### [Task description]
Copy out all of the material below, swapping every "photo" for "image" and leaving the rest untouched.

### [Material for the task]
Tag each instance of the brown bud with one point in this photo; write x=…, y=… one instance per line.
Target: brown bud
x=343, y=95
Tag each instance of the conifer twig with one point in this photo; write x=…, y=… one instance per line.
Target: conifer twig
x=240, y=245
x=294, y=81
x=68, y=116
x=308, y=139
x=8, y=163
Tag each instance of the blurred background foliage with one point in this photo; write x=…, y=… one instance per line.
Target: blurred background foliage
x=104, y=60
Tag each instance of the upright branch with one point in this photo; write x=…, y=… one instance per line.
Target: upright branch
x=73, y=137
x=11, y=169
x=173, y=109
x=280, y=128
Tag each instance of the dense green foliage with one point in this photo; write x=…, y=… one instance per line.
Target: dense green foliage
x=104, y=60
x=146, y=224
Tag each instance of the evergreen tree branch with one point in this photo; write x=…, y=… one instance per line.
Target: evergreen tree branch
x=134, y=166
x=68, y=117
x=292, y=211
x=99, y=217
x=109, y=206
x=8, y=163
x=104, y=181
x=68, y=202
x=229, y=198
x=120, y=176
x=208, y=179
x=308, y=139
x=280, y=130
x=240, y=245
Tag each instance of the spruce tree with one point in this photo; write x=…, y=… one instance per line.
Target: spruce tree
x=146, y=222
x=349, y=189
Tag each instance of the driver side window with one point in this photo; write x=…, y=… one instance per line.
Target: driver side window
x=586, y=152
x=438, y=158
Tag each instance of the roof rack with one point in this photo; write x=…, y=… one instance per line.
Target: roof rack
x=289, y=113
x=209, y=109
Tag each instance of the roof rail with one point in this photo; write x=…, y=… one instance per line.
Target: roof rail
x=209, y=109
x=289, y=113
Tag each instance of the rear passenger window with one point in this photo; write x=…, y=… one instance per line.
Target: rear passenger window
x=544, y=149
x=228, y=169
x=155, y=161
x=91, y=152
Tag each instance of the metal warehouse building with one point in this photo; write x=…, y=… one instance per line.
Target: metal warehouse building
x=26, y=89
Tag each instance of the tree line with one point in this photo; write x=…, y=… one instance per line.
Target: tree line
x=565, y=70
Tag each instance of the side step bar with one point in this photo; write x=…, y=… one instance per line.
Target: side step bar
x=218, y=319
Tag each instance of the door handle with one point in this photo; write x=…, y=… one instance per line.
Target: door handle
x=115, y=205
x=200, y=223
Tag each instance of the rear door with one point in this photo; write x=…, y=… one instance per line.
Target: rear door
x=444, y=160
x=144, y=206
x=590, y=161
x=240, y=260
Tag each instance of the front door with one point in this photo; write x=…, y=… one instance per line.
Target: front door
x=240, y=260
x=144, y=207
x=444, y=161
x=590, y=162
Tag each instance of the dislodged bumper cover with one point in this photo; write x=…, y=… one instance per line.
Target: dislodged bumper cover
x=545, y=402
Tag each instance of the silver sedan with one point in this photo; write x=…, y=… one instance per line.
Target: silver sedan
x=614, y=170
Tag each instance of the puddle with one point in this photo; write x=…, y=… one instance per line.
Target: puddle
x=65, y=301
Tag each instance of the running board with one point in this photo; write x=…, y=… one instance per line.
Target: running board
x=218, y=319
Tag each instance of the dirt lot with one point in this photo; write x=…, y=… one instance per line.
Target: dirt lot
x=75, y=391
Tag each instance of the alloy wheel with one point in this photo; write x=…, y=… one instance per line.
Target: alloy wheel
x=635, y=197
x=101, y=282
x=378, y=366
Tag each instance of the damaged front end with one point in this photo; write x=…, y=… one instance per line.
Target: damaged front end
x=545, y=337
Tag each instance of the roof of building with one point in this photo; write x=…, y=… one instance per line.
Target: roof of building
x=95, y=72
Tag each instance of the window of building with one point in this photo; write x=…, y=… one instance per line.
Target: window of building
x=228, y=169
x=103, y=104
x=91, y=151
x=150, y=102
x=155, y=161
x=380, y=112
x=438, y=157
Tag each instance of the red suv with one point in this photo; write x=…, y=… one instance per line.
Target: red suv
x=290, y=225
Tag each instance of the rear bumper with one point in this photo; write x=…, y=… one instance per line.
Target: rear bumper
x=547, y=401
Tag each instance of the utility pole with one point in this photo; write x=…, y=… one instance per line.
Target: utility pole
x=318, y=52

### [Reply to the task]
Tag each instance of the brown bud with one point in this image; write x=…, y=… one instance per line.
Target: brown bud
x=343, y=95
Tag each instance of the conifer twig with one point in this image; write x=…, y=… one instance per line.
Target: conifer twig
x=240, y=245
x=294, y=81
x=68, y=116
x=308, y=139
x=8, y=163
Tag each instance of the blurred background foliage with one point in this image; write x=…, y=… one instance per line.
Target: blurred background foliage
x=104, y=60
Tag each instance of the upright branch with one point in this image; write x=…, y=… one instance per line.
Target: upright branch
x=73, y=137
x=11, y=169
x=173, y=109
x=280, y=128
Tag each instance of the dense green foliage with one point in this image; write x=…, y=… one instance per line.
Target: dense green foliage
x=104, y=60
x=146, y=224
Tag each instance of the evergreen tree branch with one point in this image; write x=…, y=… one instance per line.
Target: evergreen tree branch
x=134, y=166
x=68, y=117
x=292, y=211
x=99, y=217
x=109, y=206
x=8, y=163
x=104, y=181
x=68, y=202
x=229, y=198
x=120, y=176
x=208, y=179
x=308, y=139
x=280, y=130
x=240, y=245
Tag each instance of the spruce tree with one point in this image; write x=…, y=… one instance per line.
Target: spruce tree
x=146, y=222
x=349, y=189
Tag each instance of the driver side window with one point in this image; write x=…, y=… one instance per line.
Target: driver side window
x=586, y=152
x=438, y=158
Tag each instance of the roof rack with one point in this image; write x=…, y=… one instance per line.
Target: roof rack
x=289, y=113
x=209, y=109
Tag each instance of the roof rail with one point in this image; write x=…, y=… one instance per line.
Target: roof rail
x=209, y=109
x=289, y=113
Tag each instance of the rear passenger window with one point in this image; write x=…, y=… one instance per line.
Target: rear passenger window
x=544, y=149
x=228, y=169
x=155, y=161
x=91, y=152
Tag each instance of the metal warehouse building with one point in this image; write x=…, y=… one instance per line.
Target: metal warehouse building
x=26, y=89
Tag each instance of the tree line with one point in this image; write x=…, y=… one instance per line.
Target: tree line
x=565, y=70
Tag each instance of the side step bar with one point in this image; write x=…, y=… one instance per line.
Target: side step bar
x=218, y=319
Tag each instance of the door handle with one point in this image; write x=…, y=… one instance per line.
Target: door handle
x=115, y=205
x=200, y=223
Tag each instance of the rear door with one point in this image; write x=…, y=… one instance per line.
Target: rear door
x=444, y=160
x=144, y=206
x=590, y=161
x=240, y=260
Tag each instance of the front door with one point in this image; write x=…, y=… one instance per line.
Target: front door
x=240, y=260
x=144, y=207
x=444, y=161
x=590, y=162
Tag each instance of the dislodged bumper cover with one point in this image; write x=…, y=… one instance per line.
Target: dislodged bumper cover
x=545, y=402
Tag each instance of the silver sedan with one point in this image; write x=…, y=… one instance per line.
Target: silver sedan
x=614, y=170
Tag each instance of the puddle with one point in this image; write x=…, y=… one instance per line.
Target: puddle
x=65, y=301
Tag each instance of the running board with one point in this image; write x=…, y=… one instance per line.
Target: running board
x=218, y=319
Tag each instance of the dirt lot with one point in this image; write x=…, y=… one instance per line.
Target: dirt lot
x=75, y=391
Tag each instance of the alloy wheel with one point in this image; write x=…, y=… one instance per line.
Target: alloy wheel
x=635, y=197
x=101, y=282
x=378, y=366
Tag each instance of the damaged front end with one point in this image; write x=…, y=… one instance per line.
Target: damaged front end
x=545, y=337
Tag each instance of the roof of building with one point in this image; write x=…, y=… one instance per line.
Target: roof of building
x=95, y=72
Tag each instance of the window of building with one point in this image; write x=…, y=… one instance per line.
Target: window of building
x=228, y=169
x=103, y=104
x=91, y=151
x=150, y=102
x=155, y=161
x=380, y=112
x=438, y=157
Tag each instance of the red suv with one point in this image; write x=…, y=… one instance per line.
Target: red suv
x=290, y=225
Tag each instance of the rear bumper with one point in this image; write x=…, y=… one instance per line.
Target: rear bumper
x=547, y=401
Tag each instance of the utility pole with one point in this image; write x=…, y=… one instance per line.
Target: utility pole
x=318, y=52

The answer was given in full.